**GIVEN TASK**
Please reproduce the rows starting at the very first line and ending with the line containing "175], [258, 175]]", replacing "rough stone texture" with "jagged rock surface" and changing nothing else.

**INPUT DATA**

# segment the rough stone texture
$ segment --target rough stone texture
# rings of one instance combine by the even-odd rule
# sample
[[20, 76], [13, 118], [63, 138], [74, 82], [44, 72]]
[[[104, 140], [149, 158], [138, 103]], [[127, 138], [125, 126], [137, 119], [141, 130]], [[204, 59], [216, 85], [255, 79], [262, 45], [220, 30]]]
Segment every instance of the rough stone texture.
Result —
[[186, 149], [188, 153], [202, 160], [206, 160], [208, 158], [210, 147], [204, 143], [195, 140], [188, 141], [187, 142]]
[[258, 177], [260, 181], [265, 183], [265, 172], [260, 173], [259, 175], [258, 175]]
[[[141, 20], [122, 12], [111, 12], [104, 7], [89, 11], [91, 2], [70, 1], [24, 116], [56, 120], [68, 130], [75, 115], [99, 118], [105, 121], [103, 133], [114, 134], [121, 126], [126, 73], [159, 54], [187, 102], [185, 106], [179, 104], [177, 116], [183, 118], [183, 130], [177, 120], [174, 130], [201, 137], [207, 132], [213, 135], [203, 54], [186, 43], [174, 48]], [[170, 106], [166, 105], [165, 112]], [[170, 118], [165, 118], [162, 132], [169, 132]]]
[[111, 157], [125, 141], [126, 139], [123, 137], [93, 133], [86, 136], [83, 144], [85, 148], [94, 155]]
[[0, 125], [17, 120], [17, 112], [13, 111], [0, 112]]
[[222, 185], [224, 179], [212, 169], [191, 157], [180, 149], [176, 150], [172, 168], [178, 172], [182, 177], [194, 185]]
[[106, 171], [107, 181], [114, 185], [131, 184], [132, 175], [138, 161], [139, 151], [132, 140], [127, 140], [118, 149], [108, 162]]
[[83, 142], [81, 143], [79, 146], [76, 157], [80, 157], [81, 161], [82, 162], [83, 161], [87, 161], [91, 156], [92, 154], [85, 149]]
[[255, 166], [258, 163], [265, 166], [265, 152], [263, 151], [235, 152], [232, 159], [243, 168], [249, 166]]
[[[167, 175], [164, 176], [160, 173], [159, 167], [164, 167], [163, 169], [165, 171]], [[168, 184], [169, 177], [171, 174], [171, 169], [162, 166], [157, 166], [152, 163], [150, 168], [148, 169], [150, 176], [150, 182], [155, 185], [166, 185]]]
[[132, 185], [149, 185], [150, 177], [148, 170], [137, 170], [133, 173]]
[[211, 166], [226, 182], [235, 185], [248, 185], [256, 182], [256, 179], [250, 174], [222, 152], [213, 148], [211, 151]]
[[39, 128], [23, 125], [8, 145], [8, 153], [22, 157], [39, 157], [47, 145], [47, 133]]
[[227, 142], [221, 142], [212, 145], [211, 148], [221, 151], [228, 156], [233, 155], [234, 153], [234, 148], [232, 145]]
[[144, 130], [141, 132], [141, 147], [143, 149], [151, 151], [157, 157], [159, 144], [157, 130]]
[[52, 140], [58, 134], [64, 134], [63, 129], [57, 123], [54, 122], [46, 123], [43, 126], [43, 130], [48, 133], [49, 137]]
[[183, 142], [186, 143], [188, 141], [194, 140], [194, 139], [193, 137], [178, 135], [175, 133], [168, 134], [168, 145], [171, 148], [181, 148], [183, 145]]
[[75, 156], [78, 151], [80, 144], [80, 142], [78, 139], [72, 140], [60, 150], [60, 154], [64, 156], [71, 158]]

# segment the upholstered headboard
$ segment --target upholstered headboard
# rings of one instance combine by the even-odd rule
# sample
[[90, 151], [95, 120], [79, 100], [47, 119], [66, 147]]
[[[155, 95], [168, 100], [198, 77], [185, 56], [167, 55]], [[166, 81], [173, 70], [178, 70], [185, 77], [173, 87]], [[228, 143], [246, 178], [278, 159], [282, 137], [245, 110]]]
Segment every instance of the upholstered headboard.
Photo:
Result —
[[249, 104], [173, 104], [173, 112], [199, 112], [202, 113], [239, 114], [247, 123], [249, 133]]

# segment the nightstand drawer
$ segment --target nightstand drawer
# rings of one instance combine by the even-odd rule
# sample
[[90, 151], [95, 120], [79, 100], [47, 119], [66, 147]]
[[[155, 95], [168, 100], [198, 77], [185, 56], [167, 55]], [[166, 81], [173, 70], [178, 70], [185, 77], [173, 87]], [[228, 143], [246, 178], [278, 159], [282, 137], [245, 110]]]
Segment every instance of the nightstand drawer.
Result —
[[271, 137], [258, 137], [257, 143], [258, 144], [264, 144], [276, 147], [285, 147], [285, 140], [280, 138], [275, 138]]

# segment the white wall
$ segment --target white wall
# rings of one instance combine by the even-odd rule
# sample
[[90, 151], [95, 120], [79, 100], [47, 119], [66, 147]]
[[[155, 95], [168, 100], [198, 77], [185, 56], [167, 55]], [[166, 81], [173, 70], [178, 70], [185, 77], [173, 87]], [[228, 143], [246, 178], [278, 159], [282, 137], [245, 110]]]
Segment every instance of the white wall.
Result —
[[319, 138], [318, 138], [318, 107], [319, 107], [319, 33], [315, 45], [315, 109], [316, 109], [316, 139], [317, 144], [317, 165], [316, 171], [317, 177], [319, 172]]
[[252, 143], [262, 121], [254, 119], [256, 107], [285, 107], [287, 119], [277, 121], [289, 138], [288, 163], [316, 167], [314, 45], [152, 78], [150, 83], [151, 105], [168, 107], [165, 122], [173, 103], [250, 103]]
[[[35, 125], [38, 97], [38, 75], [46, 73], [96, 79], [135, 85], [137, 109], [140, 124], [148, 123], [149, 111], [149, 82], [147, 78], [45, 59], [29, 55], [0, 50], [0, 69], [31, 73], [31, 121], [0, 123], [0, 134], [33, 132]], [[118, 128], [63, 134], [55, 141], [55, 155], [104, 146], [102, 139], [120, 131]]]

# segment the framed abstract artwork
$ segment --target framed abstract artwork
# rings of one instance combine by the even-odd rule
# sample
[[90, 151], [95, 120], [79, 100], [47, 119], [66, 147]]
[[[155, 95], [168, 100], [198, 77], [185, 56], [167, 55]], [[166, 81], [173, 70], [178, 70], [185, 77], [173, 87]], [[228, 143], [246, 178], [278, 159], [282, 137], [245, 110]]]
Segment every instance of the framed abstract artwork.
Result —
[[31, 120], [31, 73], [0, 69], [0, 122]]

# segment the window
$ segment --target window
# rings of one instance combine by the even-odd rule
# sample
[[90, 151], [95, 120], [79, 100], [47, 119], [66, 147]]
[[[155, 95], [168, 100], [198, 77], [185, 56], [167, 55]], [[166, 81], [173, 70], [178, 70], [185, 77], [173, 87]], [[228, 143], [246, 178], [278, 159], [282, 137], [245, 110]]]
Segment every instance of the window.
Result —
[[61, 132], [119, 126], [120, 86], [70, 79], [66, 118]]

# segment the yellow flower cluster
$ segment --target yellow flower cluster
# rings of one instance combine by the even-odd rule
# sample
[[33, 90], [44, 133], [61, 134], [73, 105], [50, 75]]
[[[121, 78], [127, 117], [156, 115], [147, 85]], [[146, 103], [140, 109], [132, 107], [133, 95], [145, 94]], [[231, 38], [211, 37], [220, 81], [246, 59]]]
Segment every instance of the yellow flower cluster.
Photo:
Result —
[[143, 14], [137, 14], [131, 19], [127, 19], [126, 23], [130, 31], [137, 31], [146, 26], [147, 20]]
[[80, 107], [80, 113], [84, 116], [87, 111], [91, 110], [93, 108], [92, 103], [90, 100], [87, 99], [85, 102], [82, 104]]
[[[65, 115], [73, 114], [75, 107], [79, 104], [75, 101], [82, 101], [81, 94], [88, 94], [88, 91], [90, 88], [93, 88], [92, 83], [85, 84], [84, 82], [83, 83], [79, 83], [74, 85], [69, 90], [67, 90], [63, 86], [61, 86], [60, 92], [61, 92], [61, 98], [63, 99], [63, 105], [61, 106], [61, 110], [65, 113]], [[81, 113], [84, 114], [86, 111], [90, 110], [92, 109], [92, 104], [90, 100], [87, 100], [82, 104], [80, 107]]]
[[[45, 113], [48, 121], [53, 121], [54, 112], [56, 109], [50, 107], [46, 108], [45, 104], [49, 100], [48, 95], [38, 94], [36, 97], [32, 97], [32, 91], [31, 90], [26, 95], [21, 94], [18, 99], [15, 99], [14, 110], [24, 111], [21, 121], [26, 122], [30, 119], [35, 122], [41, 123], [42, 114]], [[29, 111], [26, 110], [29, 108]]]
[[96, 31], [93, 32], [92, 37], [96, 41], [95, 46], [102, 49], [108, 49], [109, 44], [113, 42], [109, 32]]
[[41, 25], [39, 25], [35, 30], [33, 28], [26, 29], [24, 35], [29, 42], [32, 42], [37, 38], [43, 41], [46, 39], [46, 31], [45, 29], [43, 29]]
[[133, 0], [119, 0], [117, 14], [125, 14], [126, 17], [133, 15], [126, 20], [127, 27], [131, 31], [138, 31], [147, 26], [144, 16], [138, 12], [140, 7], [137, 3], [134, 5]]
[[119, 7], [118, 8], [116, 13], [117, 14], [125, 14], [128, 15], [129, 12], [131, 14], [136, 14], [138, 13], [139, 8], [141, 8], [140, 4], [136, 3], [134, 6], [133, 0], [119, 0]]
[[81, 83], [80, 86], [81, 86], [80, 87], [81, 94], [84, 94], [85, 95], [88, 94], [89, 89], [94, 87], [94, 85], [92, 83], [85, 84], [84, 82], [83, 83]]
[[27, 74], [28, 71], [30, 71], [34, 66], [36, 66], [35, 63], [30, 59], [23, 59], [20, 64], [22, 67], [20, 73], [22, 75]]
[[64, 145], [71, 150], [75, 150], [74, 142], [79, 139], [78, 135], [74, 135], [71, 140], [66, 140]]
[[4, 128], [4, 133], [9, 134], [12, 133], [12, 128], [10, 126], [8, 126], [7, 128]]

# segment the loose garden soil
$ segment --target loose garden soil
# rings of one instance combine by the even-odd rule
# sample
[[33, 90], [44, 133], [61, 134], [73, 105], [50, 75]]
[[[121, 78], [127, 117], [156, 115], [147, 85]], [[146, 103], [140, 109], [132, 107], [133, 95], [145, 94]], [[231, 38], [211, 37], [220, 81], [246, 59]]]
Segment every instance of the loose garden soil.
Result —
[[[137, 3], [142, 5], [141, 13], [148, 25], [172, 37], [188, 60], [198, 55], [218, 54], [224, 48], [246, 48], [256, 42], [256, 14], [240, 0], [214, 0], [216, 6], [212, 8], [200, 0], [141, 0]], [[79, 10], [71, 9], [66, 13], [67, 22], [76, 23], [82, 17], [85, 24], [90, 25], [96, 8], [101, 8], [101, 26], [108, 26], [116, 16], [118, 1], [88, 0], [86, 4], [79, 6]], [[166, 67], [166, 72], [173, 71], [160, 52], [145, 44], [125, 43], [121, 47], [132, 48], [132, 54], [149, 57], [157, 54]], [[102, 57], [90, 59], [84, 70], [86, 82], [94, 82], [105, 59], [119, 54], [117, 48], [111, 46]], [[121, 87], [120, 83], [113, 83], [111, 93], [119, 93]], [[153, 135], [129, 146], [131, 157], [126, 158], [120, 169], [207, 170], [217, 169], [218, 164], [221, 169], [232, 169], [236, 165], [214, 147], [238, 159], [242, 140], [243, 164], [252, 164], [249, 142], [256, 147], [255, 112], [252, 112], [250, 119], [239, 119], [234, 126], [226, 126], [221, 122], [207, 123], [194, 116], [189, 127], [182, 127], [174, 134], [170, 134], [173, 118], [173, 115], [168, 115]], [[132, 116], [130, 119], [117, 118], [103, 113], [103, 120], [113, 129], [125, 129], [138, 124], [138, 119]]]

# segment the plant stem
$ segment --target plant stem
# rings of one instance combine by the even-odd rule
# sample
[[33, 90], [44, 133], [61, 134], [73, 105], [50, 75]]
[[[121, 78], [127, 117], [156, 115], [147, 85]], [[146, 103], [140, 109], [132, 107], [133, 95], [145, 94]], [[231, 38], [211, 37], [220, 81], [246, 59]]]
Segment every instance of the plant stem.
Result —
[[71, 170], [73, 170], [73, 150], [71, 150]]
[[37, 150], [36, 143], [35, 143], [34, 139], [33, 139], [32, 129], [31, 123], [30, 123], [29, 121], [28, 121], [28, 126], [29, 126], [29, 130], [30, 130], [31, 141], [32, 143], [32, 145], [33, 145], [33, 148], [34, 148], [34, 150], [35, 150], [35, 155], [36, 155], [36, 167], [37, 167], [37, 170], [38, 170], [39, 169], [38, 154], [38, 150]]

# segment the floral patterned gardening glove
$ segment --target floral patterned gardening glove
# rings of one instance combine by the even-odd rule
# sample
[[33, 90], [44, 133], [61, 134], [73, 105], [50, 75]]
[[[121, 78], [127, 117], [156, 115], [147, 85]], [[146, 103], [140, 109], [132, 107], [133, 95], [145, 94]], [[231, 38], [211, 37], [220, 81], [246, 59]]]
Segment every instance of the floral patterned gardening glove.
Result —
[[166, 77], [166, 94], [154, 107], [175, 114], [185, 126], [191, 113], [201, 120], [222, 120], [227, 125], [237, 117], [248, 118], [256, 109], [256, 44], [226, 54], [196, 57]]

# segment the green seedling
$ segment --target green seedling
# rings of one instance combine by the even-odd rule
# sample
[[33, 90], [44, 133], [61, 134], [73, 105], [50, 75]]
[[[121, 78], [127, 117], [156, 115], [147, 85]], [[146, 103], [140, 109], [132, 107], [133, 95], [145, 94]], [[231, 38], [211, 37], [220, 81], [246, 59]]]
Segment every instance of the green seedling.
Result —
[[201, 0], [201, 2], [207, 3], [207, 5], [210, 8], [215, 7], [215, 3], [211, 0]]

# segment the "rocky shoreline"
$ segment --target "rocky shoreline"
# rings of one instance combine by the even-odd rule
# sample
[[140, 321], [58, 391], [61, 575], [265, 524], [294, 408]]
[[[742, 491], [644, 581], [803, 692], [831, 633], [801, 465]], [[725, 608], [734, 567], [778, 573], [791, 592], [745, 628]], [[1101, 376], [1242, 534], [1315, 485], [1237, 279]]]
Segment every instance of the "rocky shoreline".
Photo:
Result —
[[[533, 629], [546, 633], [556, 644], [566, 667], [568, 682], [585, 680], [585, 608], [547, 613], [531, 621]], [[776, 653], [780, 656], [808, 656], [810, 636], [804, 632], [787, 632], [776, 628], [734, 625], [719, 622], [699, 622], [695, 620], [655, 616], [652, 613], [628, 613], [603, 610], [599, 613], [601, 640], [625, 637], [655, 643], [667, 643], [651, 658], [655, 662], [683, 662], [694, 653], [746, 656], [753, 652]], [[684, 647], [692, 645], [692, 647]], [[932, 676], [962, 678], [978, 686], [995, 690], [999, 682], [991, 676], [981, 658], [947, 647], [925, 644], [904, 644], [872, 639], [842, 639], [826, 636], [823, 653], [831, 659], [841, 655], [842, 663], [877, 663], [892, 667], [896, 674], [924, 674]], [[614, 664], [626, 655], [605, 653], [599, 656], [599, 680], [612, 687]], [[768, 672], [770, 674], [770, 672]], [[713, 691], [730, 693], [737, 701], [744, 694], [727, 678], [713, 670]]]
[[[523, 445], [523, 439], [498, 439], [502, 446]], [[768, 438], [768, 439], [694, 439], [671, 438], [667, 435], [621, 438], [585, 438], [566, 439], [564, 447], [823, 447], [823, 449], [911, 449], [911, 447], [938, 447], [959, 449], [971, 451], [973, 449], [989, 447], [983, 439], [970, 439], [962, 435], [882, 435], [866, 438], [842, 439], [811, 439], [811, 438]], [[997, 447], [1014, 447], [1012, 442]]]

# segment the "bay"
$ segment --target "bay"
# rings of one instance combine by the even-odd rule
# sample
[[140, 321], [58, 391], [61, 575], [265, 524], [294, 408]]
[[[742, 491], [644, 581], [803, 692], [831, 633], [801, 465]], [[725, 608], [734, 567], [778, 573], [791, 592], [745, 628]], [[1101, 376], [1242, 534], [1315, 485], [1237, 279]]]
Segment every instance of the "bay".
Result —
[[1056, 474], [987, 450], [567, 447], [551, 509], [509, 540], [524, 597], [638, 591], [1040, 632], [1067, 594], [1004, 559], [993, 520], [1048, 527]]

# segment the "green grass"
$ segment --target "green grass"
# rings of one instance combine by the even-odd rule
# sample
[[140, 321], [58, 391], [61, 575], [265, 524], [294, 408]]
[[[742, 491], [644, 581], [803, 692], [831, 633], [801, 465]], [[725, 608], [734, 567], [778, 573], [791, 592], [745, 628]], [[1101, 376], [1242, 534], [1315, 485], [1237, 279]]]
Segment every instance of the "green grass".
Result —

**COMPLETE RESPONSE**
# segment the jagged rock surface
$ segment --target jagged rock surface
# rings of one instance combine by the even-odd rule
# sample
[[20, 76], [13, 118], [63, 138], [74, 82], [44, 72]]
[[[104, 140], [149, 158], [138, 103]], [[127, 138], [125, 126], [137, 119], [141, 130]], [[204, 59], [216, 85], [255, 79], [262, 45], [220, 30]]]
Segment every instance of the jagged rock surface.
Result —
[[186, 149], [188, 153], [202, 160], [206, 160], [208, 158], [210, 147], [204, 143], [195, 140], [188, 141], [187, 142]]
[[258, 177], [260, 181], [265, 183], [265, 172], [260, 173], [259, 175], [258, 175]]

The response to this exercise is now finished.